Exercise objective: In the smoke detector passage, rewrite the part that begins with "Statistical sampling has" and ends with "difficult to predict.", swapping "Statistical sampling" for "Periodic sampling".

Document passage:
%%

CROSS-REFERENCE TO RELATED APPLICATIONS
This application is a continuation of our commonly assigned, patent application Ser. No. 08/089,539, file Jul. 12, 1993 now U.S. Pat. No. 5,552,765.
Reference is made to commonly assigned, U.S. patent application Ser. No. 08/089,540, now U.S. Pat. No. 5,543,777 entitled SMOKE DETECTOR CALIBRATION AND MONITORING, filed on Jul. 12, 1993 in the names of Burton W. Vane and David B. Lederer. The disclosure of this cross-referenced application hereby is incorporated by reference into the present application.
BACKGROUND OF THE INVENTION
1. Field of Invention
The invention relates to smoke detection, and more specifically to a method and apparatus for calibrating a smoke detector prior to installation and for testing the operation of the detector after installation and use.
2. Description of the Prior Art
Prior art smoke detectors typically include a dark chamber through which airborne particles of smoke are free to circulate. A source of light, such as an infrared emitter, directs illumination along a defined path extending into the chamber. A photoelectric sensor is positioned out of the path of direct illumination, but is aimed to view the chamber and illumination scattered or reflected from the path by circulating particles including smoke. When the sensor detects a level of illumination above a predetermined threshold, it issues an alarm signal.
Smoke detectors may be calibrated prior to installation and monitored for proper performance throughout their useful life. During calibration, an atmosphere representing a predetermined level of obscuration, such as three percent per foot, may be injected into the chamber and the smoke detector adjusted to alarm at the resulting signal level. The calibration level is chosen to represent the conditions that would exist when a fire is in its early stages of development.
Monitoring the detector after installation is somewhat more difficult. Frequently the detector must be removed from its installed location so it can be tested in a manor similar to that used prior to installation. Still, a satisfactory solution is not so simple. Detectors accumulate dust and other reflecting material in their chambers over time. The dust reduces the amount of obscuration required to activate an alarm, increasing the sensitivity of the detector and its tendency toward false alarms. Other problems may occur with opposite effects. A bug or foreign matter may partially block the source of illumination, decreasing the sensitivity of the detector and its ability for early warning. In either case the detector may still have an extended period of useful life, but its sensitivity and remaining life are difficult to determine with calibration samples.
Statistical sampling has been employed to estimate changes in detector performance. Many variables are involved, however, because the characteristics of the individual detector are seldom retained after installation. Each detector is different from other detectors in the same family, and, of course, the conditions of installation vary greatly. As noted above, some effects tend to increase sensitivity while other effects may reduce sensitivity, and, although not entirely random, historical changes are very difficult to predict.

%%

Source material:
%%

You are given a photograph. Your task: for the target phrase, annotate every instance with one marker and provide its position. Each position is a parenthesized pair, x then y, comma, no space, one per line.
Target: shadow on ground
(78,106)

%%

Result:
Periodic sampling has been employed to estimate changes in detector performance. Many variables are involved, however, because the characteristics of the individual detector are seldom retained after installation. Each detector is different from other detectors in the same family, and, of course, the conditions of installation vary greatly. As noted above, some effects tend to increase sensitivity while other effects may reduce sensitivity, and, although not entirely random, historical changes are very difficult to predict.